Le contexte ne se prête donc absolument pas à ce genre de fantaisie.
C’est la raison pour laquelle nous ne pouvons approuver cet arrangement purement politique, dans un climat qui ne nous paraît guère opportun. Nous vous proposons donc, mes chers collègues, pour respecter ce qu’attendent de nous nos concitoyens, de maintenir à quinze le nombre de sénateurs nécessaires pour constituer un groupe parlementaire. (MM. François Zocchetto et André Ferrand applaudissent.)
M. le président. Quel est l’avis de la commission ?
M. Jean-Pierre Michel, rapporteur. La commission a rejeté cet amendement, comme les suivants, pour les raisons qui ont été tout à l’heure exposées. En effet, il y a une certaine cohérence à fixer à dix l’effectif nécessaire pour constituer un groupe dans une assemblée de trois cents et quelques sénateurs, et à quinze pour une assemblée de cinq cents et quelques députés.
Par ailleurs, dix est effectivement le nombre, messieurs les centristes, même si cela vous gêne, des sénatrices et sénateurs Verts élus lors du dernier renouvellement. Représentant un courant politique de notre pays, ils souhaitent se constituer en groupe parlementaire, ce à quoi nous sommes favorables. (M. Jean Desessard applaudit.)
M. Placé a dit tout à l’heure ce que je n’oserais pas dire en tant que rapporteur : monsieur Zocchetto, avez-vous peur que votre groupe, qui est constitué de membres appartenant à différents partis politiques, ne se divise tout à coup en trois ? Si tel est le cas, il y aura trois groupes centristes au lieu d’un seul, voilà tout !
Quoi qu'il en soit, la commission des lois est tout à fait hostile à cet amendement ainsi qu’à ceux qui suivent, et qui ne sont d’ailleurs pas très sérieux, mes chers collègues, puisque vous proposez successivement que deux, trois ou quatre sénateurs puissent constituer un groupe. Ce sera dix, point final ! (Applaudissements sur les travées du groupe EELV.)
M. le président. La parole est à M. Vincent Delahaye, pour explication de vote.
M. Vincent Delahaye. Mon collègue du groupe Union centriste et républicaine Yves Détraigne l’a dit en commission : « Une modification du règlement n’a d’intérêt que si elle vise à améliorer le fonctionnement de notre assemblée. Tel ne semble pas être le cas avec cette proposition de résolution. On a plutôt affaire à une révision de circonstance. »
J’ajouterai que notre règlement, censé rechercher l’intérêt général, ne doit pas évoluer au gré des résultats électoraux ou des accords entre partis.
La proposition qui nous est faite de modifier le règlement pour tenir compte du nombre de sénateurs écologistes élus le 25 septembre dernier, qui ne correspondrait pas à leur poids ou influence réelle dans le pays, est une proposition néfaste pour notre image de sénateurs et pour la démocratie. Elle envoie à nos compatriotes plusieurs signaux négatifs qui ne rehausseront pas auprès d’eux l’image du Sénat.

★ ★ ★ ★ ★

• Travail à réaliser
**1)** Réécrivez toutes les rangées de données en remplaçant « wristwatch » par « timepiece », sans rien modifier d'autre. N'incluez pas les images dans votre réponse.
**2)** Rédigez la suite du débat au Sénat sur le nombre de sénateurs requis pour former un groupe parlementaire, à partir de sa dernière phrase.

• Données fournies
★ ★ ★ ★ ★

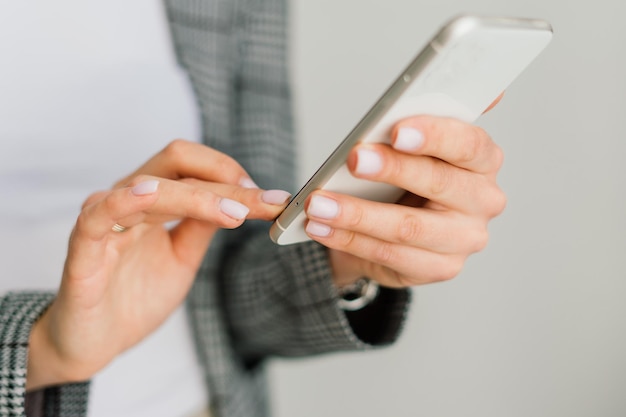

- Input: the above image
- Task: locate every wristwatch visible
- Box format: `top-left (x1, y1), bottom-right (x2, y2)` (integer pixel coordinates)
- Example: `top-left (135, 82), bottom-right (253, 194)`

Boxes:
top-left (337, 278), bottom-right (378, 311)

★ ★ ★ ★ ★

• Réponses par tâche
**1)**
- Input: the above image
- Task: locate every timepiece visible
- Box format: `top-left (x1, y1), bottom-right (x2, y2)` (integer pixel coordinates)
- Example: `top-left (135, 82), bottom-right (253, 194)`

Boxes:
top-left (337, 278), bottom-right (378, 311)

**2)**
Faire passer l’intérêt des partis avant l’intérêt général est le premier signal négatif adressé ainsi aux Français. Une telle mesure relève d’intérêts du moment, d’intérêts politiciens bien éloignés de la notion d’intérêt général qui devrait tous nous mobiliser. Certains parleraient de « tambouille politicienne », d’autres, de « petits arrangements entre amis ». Pour ma part, je considère que ce sont des accords partisans de circonstance qui ne devraient pas interférer avec le fonctionnement d’une institution comme le Sénat.
Rappelons qu’à l’origine, en 1958, lors de l’avènement de la Ve République, il fallait onze élus pour créer un groupe. En 1971, ce chiffre a été porté à quinze, afin d’« asseoir le rôle des groupes politiques » et d’éviter la trop grande dispersion qu’on avait connue sous la IVe République.
Sur les 283 sénateurs que comptait le Sénat de l’époque, quinze représentaient 5,3 % du total. Le fait est que, pour ma part, je fixerais volontiers à 5 % du nombre total de sénateurs la possibilité de créer un groupe, soit dix-huit pour les 348 sénateurs que nous sommes.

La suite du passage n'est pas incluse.